- **Labeled outline area items**
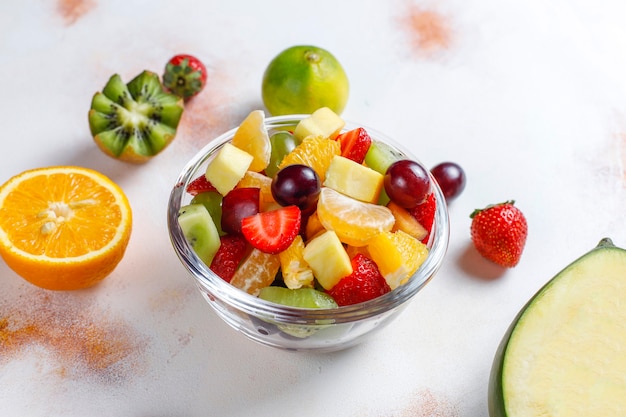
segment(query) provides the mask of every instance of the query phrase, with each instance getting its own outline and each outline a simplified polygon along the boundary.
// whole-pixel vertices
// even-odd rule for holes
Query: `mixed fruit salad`
[[[293,131],[251,112],[186,192],[178,222],[210,269],[278,304],[333,308],[405,284],[429,253],[429,172],[328,108]]]

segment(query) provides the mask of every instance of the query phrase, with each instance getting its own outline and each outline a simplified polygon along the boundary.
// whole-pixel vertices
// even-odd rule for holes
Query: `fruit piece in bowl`
[[[395,317],[430,280],[443,261],[448,242],[445,204],[433,206],[428,226],[421,226],[411,214],[423,200],[443,201],[428,171],[424,170],[424,195],[413,199],[415,206],[405,208],[410,204],[404,201],[400,207],[401,214],[411,221],[396,220],[399,214],[394,205],[399,203],[385,192],[384,177],[394,162],[412,161],[422,169],[423,165],[384,135],[346,123],[328,109],[319,112],[265,119],[269,158],[264,147],[233,144],[247,118],[187,165],[172,191],[168,210],[174,248],[218,314],[248,337],[287,349],[336,350],[364,339]],[[365,137],[367,140],[355,139]],[[230,148],[247,156],[223,159],[224,149]],[[258,158],[254,149],[261,149],[271,175],[263,168],[252,169],[249,162],[237,162]],[[234,162],[228,164],[231,160]],[[231,174],[233,166],[238,167],[235,176]],[[228,187],[222,186],[224,177],[229,178]],[[198,191],[199,183],[210,184],[207,191]],[[205,192],[215,193],[214,188],[218,192],[221,188],[222,201],[227,201],[235,190],[255,186],[259,189],[258,213],[240,217],[241,232],[236,228],[225,231],[226,236],[243,237],[247,246],[247,254],[234,266],[238,279],[227,282],[220,278],[218,266],[199,261],[184,239],[175,210]],[[299,195],[302,190],[304,195]],[[404,190],[403,197],[408,192]],[[224,203],[221,209],[214,215],[222,219],[239,210]],[[361,273],[363,268],[375,268],[384,284]],[[354,285],[356,282],[359,285]],[[382,290],[372,290],[372,285]],[[280,297],[264,298],[268,287],[282,288]],[[308,289],[309,299],[297,291],[300,289]],[[311,295],[315,292],[324,299],[334,300],[333,294],[339,299],[311,307],[310,297],[317,297]],[[280,331],[266,331],[267,326],[257,331],[259,323],[276,325]],[[281,338],[281,333],[290,337]]]

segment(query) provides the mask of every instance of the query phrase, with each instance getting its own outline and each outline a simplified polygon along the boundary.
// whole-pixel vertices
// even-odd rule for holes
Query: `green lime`
[[[316,46],[285,49],[263,74],[263,102],[273,116],[310,114],[321,107],[341,114],[348,92],[348,76],[339,61]]]

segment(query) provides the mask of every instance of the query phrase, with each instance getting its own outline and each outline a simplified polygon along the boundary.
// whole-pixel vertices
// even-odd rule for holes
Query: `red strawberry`
[[[207,72],[196,57],[186,54],[173,56],[165,65],[163,86],[184,99],[198,94],[204,88]]]
[[[198,195],[207,191],[216,191],[216,189],[204,175],[200,175],[187,185],[186,191],[191,195]]]
[[[424,239],[422,239],[422,243],[424,244],[426,244],[430,238],[430,231],[432,230],[433,222],[435,221],[436,208],[437,202],[435,201],[435,194],[430,193],[423,203],[420,203],[411,209],[407,209],[409,213],[411,213],[413,217],[415,217],[417,221],[424,226],[424,229],[428,230],[428,234],[424,237]]]
[[[230,282],[247,249],[248,241],[241,235],[220,237],[220,248],[211,262],[211,270],[224,281]]]
[[[337,136],[341,145],[341,156],[351,159],[359,164],[363,163],[372,139],[362,127],[352,129]]]
[[[376,263],[362,253],[352,258],[352,270],[328,291],[338,305],[362,303],[391,291]]]
[[[279,253],[291,245],[300,232],[298,206],[281,207],[246,217],[241,232],[252,246],[266,253]]]
[[[526,218],[514,203],[493,204],[470,215],[472,242],[478,253],[506,268],[519,262],[528,235]]]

- **AIM**
Gather every line in the records that contains the word "fruit", matching case exactly.

- **WORKED SOLUTION**
Query: `mixed fruit salad`
Query: `fruit piece in bowl`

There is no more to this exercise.